-------- Extracted material

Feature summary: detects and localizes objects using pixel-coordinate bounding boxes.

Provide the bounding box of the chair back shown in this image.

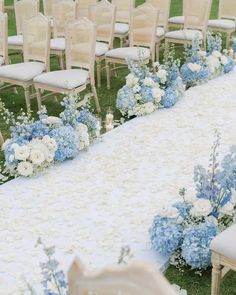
[111,0,135,23]
[130,3,158,52]
[146,0,171,29]
[89,0,116,48]
[0,12,8,64]
[14,0,39,35]
[219,0,236,20]
[52,0,76,38]
[23,13,51,71]
[184,0,212,33]
[68,258,177,295]
[0,0,4,12]
[76,0,98,18]
[66,17,96,82]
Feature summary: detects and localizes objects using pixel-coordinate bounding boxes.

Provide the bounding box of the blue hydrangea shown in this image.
[224,57,235,74]
[140,85,154,103]
[49,126,79,162]
[181,223,219,269]
[116,86,136,113]
[149,215,182,256]
[161,87,177,108]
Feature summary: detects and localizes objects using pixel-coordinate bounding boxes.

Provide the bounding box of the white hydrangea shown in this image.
[126,74,139,87]
[156,69,168,84]
[188,62,201,72]
[191,199,212,217]
[17,161,34,177]
[14,145,30,161]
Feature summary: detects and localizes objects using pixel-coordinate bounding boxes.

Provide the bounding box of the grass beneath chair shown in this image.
[0,0,236,295]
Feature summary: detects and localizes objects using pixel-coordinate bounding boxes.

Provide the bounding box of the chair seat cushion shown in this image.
[34,69,89,90]
[168,15,184,25]
[208,19,235,30]
[8,35,23,46]
[114,23,129,34]
[50,38,66,51]
[156,27,165,38]
[95,42,109,56]
[0,62,45,82]
[210,224,236,262]
[106,47,150,60]
[165,30,203,41]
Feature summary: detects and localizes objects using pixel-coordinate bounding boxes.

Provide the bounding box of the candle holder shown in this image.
[105,107,114,131]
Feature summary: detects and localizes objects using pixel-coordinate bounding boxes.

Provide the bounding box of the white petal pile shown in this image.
[0,72,236,295]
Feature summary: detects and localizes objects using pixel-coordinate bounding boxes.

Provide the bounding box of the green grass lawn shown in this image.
[0,0,236,295]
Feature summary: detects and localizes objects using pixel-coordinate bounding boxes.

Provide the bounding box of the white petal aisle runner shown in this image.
[0,72,236,295]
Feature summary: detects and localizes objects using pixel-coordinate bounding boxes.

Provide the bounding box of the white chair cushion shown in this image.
[95,42,109,56]
[7,35,23,46]
[165,30,203,41]
[50,38,66,51]
[210,224,236,261]
[114,23,129,34]
[208,19,236,30]
[156,27,165,38]
[106,47,150,60]
[34,69,89,90]
[0,62,45,82]
[168,15,184,25]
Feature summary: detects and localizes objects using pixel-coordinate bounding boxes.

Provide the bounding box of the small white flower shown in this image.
[14,145,30,161]
[30,149,45,165]
[143,77,155,87]
[188,62,201,72]
[17,161,33,177]
[219,202,234,215]
[191,199,212,217]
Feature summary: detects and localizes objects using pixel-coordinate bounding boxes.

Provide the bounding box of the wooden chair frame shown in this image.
[90,0,116,87]
[105,3,158,89]
[0,12,9,65]
[68,257,177,295]
[34,18,101,112]
[146,0,171,60]
[112,0,135,47]
[50,0,77,70]
[208,0,236,48]
[211,251,236,295]
[165,0,212,52]
[76,0,98,18]
[0,13,51,112]
[8,0,40,52]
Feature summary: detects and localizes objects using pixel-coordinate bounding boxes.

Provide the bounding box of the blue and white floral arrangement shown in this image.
[180,32,235,87]
[116,49,185,118]
[1,96,100,177]
[150,134,236,270]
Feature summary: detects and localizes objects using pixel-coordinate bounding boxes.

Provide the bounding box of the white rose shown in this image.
[133,84,141,93]
[17,161,33,177]
[30,149,45,165]
[42,116,62,125]
[14,145,30,161]
[152,87,163,102]
[219,202,234,215]
[212,50,222,58]
[191,199,212,217]
[220,55,228,66]
[188,62,201,72]
[143,77,155,86]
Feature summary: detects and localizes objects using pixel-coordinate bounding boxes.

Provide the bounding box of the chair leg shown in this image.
[36,88,42,110]
[106,61,111,89]
[97,61,101,88]
[211,263,222,295]
[91,85,101,113]
[24,86,31,113]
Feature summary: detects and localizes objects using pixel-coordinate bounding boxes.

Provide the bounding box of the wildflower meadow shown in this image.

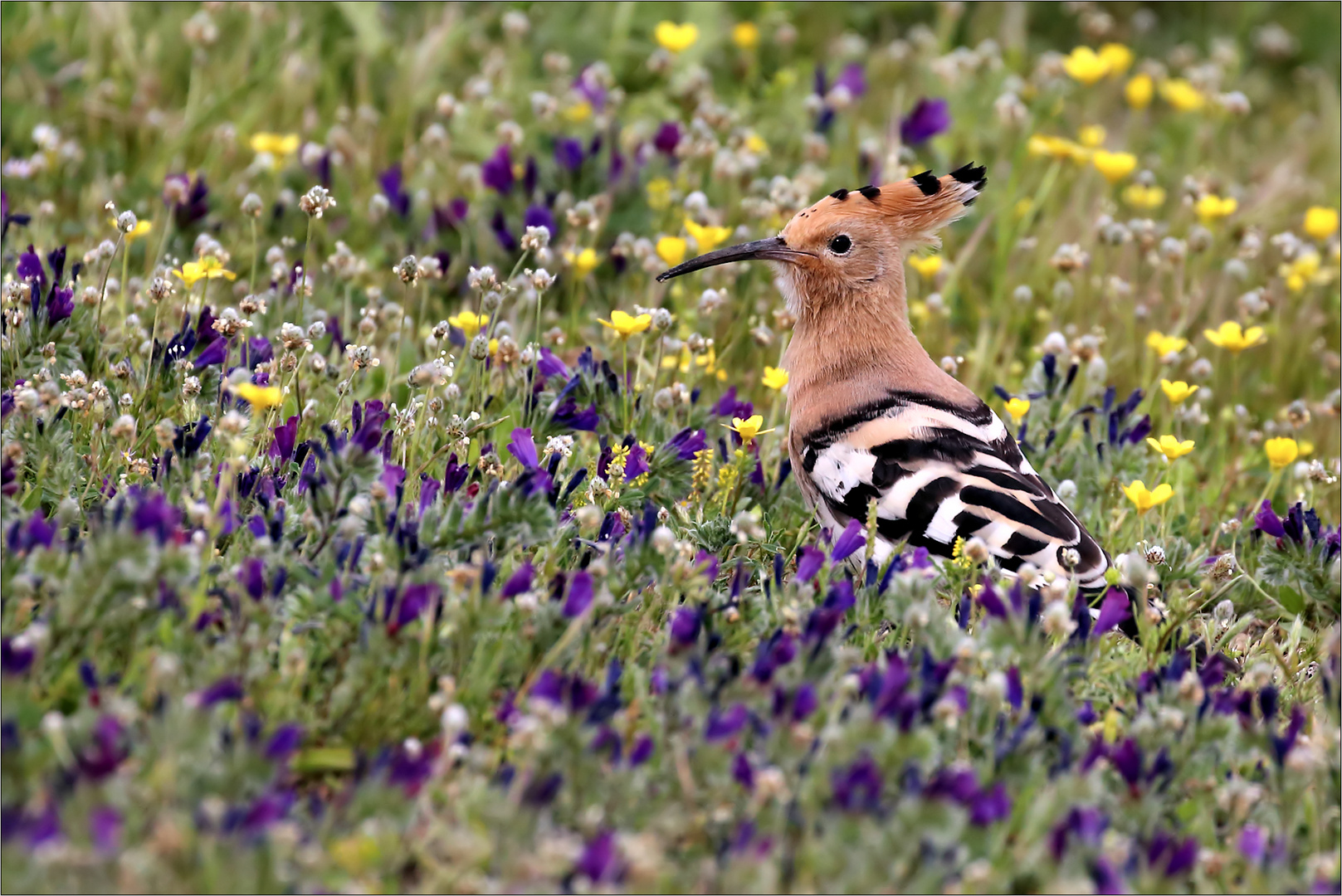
[0,2,1342,894]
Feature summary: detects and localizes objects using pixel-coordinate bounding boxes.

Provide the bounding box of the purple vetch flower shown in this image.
[89,806,124,855]
[1094,587,1131,635]
[500,561,535,601]
[564,569,592,620]
[554,137,583,172]
[652,121,681,158]
[797,544,825,582]
[969,781,1012,828]
[266,724,303,762]
[573,830,624,884]
[194,677,244,709]
[829,519,867,563]
[829,751,886,811]
[899,96,950,146]
[731,752,754,793]
[703,703,750,743]
[1238,825,1266,865]
[507,426,541,470]
[481,144,517,196]
[1253,498,1286,538]
[237,557,266,601]
[666,429,709,460]
[535,346,569,380]
[671,606,702,653]
[377,163,411,217]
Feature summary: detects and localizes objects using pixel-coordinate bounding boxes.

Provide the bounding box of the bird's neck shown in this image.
[783,271,977,436]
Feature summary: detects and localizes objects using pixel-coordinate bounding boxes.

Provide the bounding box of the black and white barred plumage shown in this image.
[797,390,1110,590]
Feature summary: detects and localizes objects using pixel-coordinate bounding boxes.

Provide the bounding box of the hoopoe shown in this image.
[657,163,1135,631]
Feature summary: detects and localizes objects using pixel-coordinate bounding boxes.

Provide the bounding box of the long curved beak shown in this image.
[657,236,805,283]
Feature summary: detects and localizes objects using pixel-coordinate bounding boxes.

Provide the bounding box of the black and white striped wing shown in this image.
[801,393,1109,589]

----------------

--- To be done ---
Report every line in the records above that contains the word "petal", copying each line in full.

--- Output of the task ---
Provide the bounding box of the white petal pile shown in this image.
Provide the bounding box of the white petal aisle runner shown in this image.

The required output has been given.